== THE TASK ==
Tally the lines of the records below that contain the string "instance", and give only that number.

== RECORDS FOR PROCESSING ==
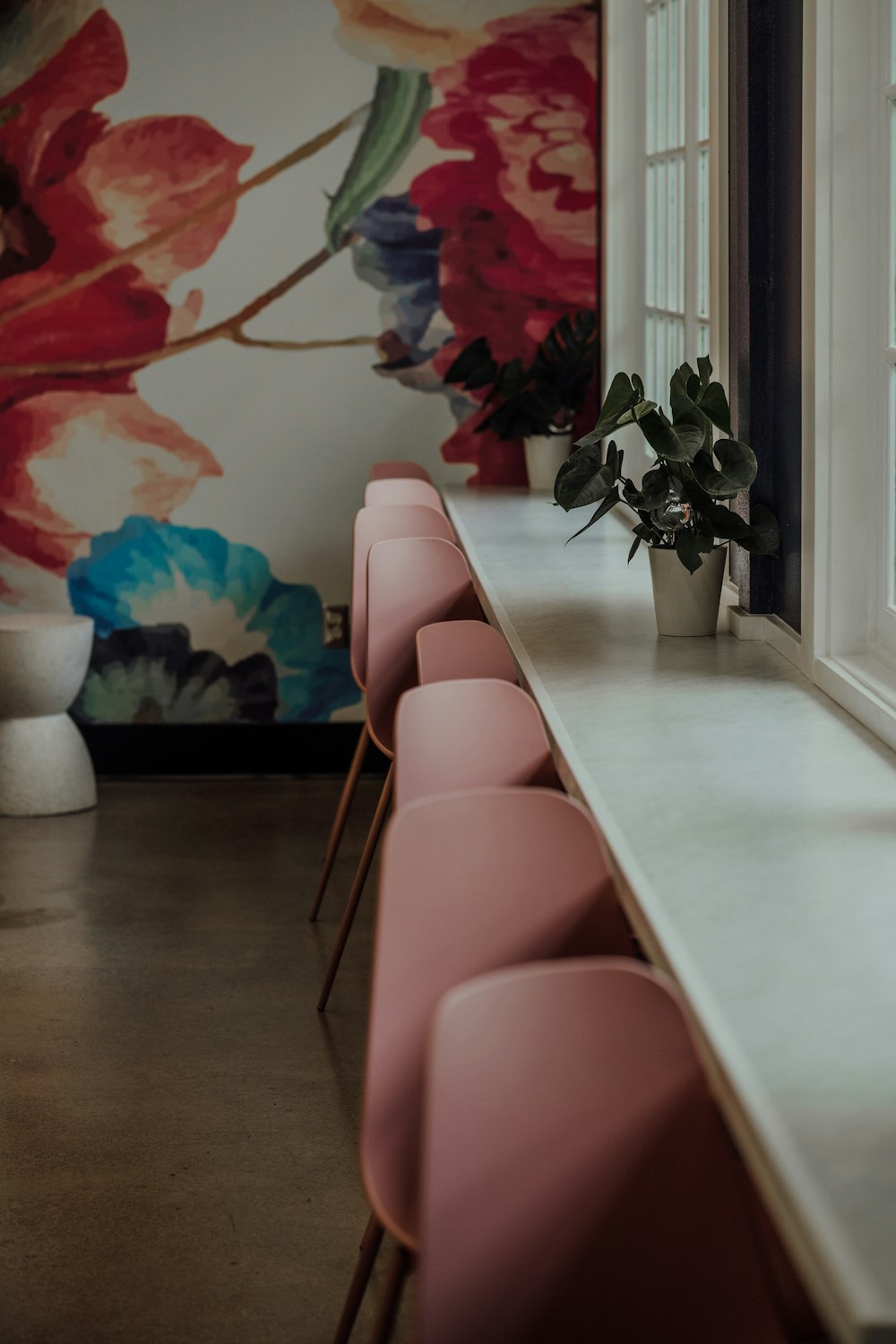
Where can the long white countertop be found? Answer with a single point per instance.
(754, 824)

--

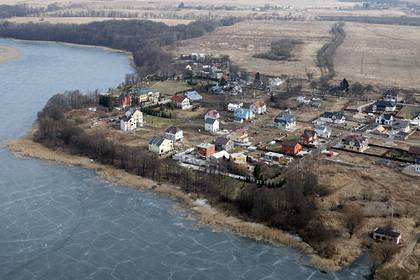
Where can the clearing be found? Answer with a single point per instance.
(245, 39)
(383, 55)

== FULL ANSWER ==
2